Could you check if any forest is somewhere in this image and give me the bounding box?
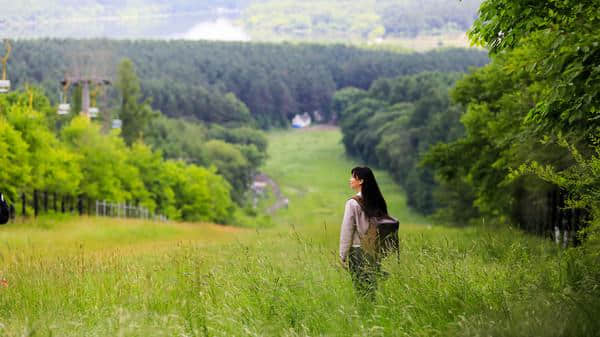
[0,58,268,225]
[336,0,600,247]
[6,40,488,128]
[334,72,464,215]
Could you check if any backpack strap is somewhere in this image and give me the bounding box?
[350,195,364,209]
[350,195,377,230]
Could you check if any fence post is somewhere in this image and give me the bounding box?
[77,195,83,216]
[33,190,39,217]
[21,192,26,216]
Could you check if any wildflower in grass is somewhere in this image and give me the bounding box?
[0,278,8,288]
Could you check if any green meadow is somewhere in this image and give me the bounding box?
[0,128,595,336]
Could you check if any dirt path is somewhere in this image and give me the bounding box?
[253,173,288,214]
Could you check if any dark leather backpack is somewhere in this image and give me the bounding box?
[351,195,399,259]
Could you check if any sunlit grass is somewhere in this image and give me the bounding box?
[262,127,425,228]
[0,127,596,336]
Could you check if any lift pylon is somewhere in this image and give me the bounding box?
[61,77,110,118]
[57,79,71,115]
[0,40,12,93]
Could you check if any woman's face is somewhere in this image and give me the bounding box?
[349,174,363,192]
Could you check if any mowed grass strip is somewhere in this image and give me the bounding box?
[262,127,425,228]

--

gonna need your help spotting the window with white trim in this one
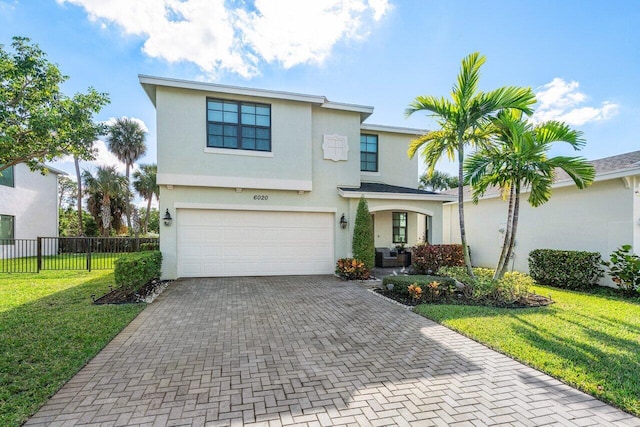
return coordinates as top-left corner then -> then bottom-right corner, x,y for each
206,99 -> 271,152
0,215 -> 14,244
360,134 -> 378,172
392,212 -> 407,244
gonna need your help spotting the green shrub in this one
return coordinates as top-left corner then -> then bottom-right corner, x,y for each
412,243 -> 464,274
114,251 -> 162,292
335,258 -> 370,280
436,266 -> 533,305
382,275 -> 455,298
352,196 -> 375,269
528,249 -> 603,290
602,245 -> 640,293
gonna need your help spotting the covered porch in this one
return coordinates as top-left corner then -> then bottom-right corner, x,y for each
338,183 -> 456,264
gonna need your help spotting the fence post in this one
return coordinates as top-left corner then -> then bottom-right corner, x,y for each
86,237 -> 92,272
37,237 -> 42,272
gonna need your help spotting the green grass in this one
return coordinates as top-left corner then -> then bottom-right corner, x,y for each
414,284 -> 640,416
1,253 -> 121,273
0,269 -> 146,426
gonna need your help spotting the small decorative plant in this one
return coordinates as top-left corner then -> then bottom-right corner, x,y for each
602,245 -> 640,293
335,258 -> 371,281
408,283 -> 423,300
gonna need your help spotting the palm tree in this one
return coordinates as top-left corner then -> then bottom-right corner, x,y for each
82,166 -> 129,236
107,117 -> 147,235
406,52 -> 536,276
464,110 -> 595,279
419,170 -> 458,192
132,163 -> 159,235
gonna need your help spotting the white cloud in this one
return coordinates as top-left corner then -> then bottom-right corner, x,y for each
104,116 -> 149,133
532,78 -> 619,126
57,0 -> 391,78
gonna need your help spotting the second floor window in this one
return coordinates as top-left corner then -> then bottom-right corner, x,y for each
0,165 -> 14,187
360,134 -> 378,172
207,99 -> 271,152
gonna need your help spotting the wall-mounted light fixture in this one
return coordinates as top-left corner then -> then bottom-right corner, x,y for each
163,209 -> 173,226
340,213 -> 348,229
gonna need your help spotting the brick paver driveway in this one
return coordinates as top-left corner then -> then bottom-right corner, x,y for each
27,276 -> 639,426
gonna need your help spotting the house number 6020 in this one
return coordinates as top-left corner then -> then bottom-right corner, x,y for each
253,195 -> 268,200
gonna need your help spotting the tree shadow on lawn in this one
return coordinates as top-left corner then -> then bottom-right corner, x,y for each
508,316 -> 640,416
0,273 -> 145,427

==

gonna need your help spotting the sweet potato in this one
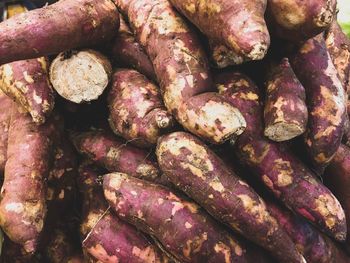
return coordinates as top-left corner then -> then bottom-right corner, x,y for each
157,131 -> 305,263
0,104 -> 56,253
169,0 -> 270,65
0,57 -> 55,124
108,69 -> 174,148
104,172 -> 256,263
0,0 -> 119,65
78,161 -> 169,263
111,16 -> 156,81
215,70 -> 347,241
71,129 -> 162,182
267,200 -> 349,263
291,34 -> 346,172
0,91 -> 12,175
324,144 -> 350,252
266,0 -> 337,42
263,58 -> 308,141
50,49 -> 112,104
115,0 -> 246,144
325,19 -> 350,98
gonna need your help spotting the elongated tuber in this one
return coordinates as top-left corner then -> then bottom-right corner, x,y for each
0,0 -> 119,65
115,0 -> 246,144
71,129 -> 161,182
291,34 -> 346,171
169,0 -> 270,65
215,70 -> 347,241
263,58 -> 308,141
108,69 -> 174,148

What to produce -> Would you please return every line in the listing where "window" shows up?

Exercise solution ->
gonna need your help spotting the window with white trim in this one
gonna need your help spotting the second floor window in this one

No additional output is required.